- _TU OBJETIVO_: ¿Qué prendas y objetos formaban el vestuario habitual del gaucho, según el texto sobre el gaucho?

- _SECCIÓN DEL TEXTO_:
★ ★ ★
El gaucho, protagonista singular de nuestra pampa, adquirió durante el siglo XIX características bien definidas. Hábil jinete, su vida estaba ligada a la cría de ganado vacuno y a la utilización de su cuero. Solitario, de vida seminómade, realizaba casi todas sus actividades a caballo, animal que en ocasiones era toda la riqueza que el gaucho poseía. Tamangos, chiripá, sombrero, poncho, boleadoras y cuchillo eran su vestuario habitual.
 
Su alma indómita no logró adaptarse al nuevo sistema económico que supuso el paso de la ganadería a la agricultura. Con el correr del siglo, el gaucho sería perseguido y obligado a formar parte de los ejércitos. Sin embargo, su vida quedaría retratada en innumerables relatos. A continuación transcribimos un fragmento bastante poco halagüeño sobre nuestros gauchos del diario del naturalista Carlos Darwin, quien visitó esta región en la primera mitad del siglo XIX.

Fuente: Carlos Darwin, Diario del viaje de un naturalista alrededor del mundo en el navío de S. M. Beagle; en El Gaucho a través de los testimonios extranjeros  1773-1870, Buenos Aires, Emecé, 1947, págs. 30-31..

Aspecto, sentimientos y creencias del gaucho

Al anochecer hicimos alto en una pulpería o tienda de bebidas. Durante la noche vinieron numerosos gauchos a beber licores y a fumar puros; su continente atrae sobre manera la atención; por lo general son altos y bien formados, pero llevan en el semblante cierta expresión de orgullo y sensualidad. Usan con frecuencia bigote y cabellera negra rizada, que les cae por la espalda. Con sus trajes de brillantes colores, grandes espuelas, que suenan en los talones, y cuchillos sujetos a la cintura, como daga (y usados a menudo), parecen una raza de hombres muy diferente de lo que podría esperarse de su nombre de gauchos o simples campesinos. Excesivamente corteses; pero mientras os hacen una inclinación demasiado obsequiosa, parecen dispuestos a degollaros si la ocasión se presenta.

Durante los últimos seis meses he tenido ocasión de observar un poco el carácter de los habitantes de estas provincias. Los gauchos o campesinos son muy superiores a los que residen en las ciudades. El gaucho se distingue invariablemente por su cortesía obsequiosa y hospitalidad; jamás he tropezado con uno que no tuviese esas cualidades. Es modesto, así respecto de sí propio como por lo que hace a su país, y a la vez animoso, vivaracho y audaz.

Por otra parte, es menester decir también que se cometen muchos robos y se derrama mucha sangre humana, lo que debe atribuirse como causa principal a la costumbre de usar el cuchillo. Da pena ver las muchas vidas que se pierden por cuestiones de escasa monta. En las riñas, cada combatiente procura señalar la cara de su adversario cortándole en la nariz o en los ojos, como con frecuencia demuestran las profundas y horribles cicatrices. Los robos son consecuencia natural del juego, universalmente extendido, del exceso en la bebida y de la extremada indolencia. En Mercedes pregunté a dos hombres por qué no trabajaban. Uno me respondió, gravemente, que los días eran demasiado largos; y el otro, que por ser demasiado pobre. La abundancia de caballos y profusión de alimentos hacen imposible la virtud de la laboriosidad. Además, hay una multitud de días festivos; y como si esto fuera poco, se cree que nada puede salir bien si no se empieza estando la luna en cuarto creciente; de modo que la mitad del mes se pierde por estas dos causas.
★ ★ ★
- _DATOS PROPORCIONADOS_:

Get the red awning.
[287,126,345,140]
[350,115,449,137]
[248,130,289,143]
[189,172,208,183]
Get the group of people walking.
★ ★ ★
- _RESPUESTA_: Tamangos, chiripá, sombrero, poncho, boleadoras y cuchillo.